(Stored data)
=======
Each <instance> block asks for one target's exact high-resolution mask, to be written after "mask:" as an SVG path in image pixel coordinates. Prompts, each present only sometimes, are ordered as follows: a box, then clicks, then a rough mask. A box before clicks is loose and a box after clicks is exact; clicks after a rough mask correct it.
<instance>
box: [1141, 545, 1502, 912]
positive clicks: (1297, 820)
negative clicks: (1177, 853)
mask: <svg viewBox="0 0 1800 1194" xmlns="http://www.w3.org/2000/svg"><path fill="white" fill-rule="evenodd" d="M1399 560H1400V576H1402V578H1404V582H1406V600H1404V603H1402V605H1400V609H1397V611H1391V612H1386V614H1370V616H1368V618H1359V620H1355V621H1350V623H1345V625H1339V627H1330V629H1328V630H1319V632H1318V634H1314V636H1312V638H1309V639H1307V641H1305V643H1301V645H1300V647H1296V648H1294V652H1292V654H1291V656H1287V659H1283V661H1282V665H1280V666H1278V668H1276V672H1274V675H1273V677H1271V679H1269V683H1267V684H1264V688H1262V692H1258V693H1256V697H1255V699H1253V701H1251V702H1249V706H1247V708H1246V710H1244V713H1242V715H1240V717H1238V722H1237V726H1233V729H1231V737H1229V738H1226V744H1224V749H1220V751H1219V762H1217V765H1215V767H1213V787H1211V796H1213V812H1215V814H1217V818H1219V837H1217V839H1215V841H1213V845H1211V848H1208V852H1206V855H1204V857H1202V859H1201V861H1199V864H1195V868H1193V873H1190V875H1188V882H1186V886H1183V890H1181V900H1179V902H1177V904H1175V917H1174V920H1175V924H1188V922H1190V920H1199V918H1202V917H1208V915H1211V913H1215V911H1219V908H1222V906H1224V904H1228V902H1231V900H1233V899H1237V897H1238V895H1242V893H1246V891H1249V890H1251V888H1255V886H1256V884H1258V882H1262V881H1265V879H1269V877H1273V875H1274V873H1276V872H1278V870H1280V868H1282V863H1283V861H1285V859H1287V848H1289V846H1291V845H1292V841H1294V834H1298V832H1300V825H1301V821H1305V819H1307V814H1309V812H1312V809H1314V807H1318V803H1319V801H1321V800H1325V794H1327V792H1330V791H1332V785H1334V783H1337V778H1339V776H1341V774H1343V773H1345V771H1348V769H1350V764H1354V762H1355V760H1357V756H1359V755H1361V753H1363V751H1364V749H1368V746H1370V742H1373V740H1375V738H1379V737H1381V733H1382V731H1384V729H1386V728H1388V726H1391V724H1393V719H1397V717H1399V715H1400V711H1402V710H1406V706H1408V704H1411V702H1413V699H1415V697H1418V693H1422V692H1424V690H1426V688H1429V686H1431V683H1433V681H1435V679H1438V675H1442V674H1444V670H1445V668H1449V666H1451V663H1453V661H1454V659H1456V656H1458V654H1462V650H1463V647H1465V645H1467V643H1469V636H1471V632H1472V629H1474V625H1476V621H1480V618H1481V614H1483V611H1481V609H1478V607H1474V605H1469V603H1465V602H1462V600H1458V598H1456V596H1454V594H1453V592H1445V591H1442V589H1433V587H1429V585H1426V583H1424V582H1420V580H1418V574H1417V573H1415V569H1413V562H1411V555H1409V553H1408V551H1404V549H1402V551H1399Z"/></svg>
=======
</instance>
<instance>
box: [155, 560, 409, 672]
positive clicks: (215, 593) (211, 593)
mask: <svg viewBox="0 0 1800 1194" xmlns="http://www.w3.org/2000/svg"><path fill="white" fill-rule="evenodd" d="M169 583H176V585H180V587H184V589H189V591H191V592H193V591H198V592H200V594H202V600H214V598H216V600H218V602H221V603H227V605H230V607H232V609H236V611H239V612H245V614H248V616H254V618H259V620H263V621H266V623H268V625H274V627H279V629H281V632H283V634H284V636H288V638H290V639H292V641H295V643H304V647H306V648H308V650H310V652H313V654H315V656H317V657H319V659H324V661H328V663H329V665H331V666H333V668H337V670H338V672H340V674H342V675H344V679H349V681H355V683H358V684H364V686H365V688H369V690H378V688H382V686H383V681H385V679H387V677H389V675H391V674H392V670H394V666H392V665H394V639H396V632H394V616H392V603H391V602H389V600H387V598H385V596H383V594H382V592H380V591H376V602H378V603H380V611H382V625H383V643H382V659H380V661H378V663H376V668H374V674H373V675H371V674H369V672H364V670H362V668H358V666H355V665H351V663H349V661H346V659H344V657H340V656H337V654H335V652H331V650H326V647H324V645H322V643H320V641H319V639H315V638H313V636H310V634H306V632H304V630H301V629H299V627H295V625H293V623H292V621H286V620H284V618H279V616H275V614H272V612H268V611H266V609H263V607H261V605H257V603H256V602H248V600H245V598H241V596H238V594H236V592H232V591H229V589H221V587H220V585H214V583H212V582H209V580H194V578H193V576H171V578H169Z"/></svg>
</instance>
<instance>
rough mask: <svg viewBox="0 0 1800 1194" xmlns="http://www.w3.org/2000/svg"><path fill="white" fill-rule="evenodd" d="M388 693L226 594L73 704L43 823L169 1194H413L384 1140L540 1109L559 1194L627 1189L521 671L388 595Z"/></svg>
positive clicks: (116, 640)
=======
* _REQUIRED WORK_
Please copy the lines above from the line with "Each <instance> block" up to and including the line with "positive clicks: (1297, 820)", exactly as written and with nothing else.

* _ANSWER_
Each <instance> block asks for one target's exact high-resolution mask, to be written after "mask:" as an SVG path in image pixel coordinates. Prompts, each present only sometimes, are ordered as follows: a box, then clicks, then a rough mask. A box before clicks is loose and a box after clicks is exact; clicks after a rough mask correct it.
<instance>
box: [1141, 545, 1502, 912]
positive clicks: (1297, 820)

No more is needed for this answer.